- _Instructions to follow_
Exactly reproduce the line that contains "target | sea water" and all lines after it in the entries below, through the very last line.
-- start --
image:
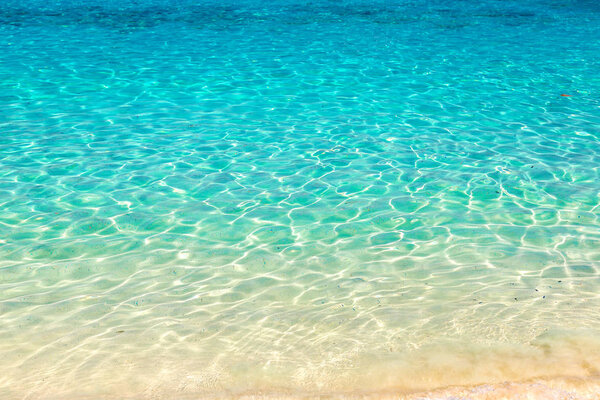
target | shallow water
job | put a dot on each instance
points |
(297, 199)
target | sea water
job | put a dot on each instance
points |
(299, 198)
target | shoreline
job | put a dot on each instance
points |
(567, 366)
(550, 388)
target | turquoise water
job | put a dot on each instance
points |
(217, 198)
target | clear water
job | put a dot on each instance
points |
(297, 198)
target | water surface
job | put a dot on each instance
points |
(296, 198)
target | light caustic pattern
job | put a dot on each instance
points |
(217, 199)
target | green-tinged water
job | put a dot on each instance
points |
(209, 199)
-- end --
- _Written answer_
target | sea water
job | put a dot on each instance
points |
(299, 198)
target | shoreline
job | put a dot on each instance
points |
(567, 366)
(550, 388)
target | turquoise water
job | put a dot on each instance
points |
(217, 198)
target | clear water
job | put a dot on each instance
points |
(297, 198)
target | water surface
job | put a dot on each instance
points |
(296, 198)
target | light caustic pattern
job | put a dot on each instance
points |
(217, 199)
target | green-tinged water
job | put a dot on each instance
points |
(209, 199)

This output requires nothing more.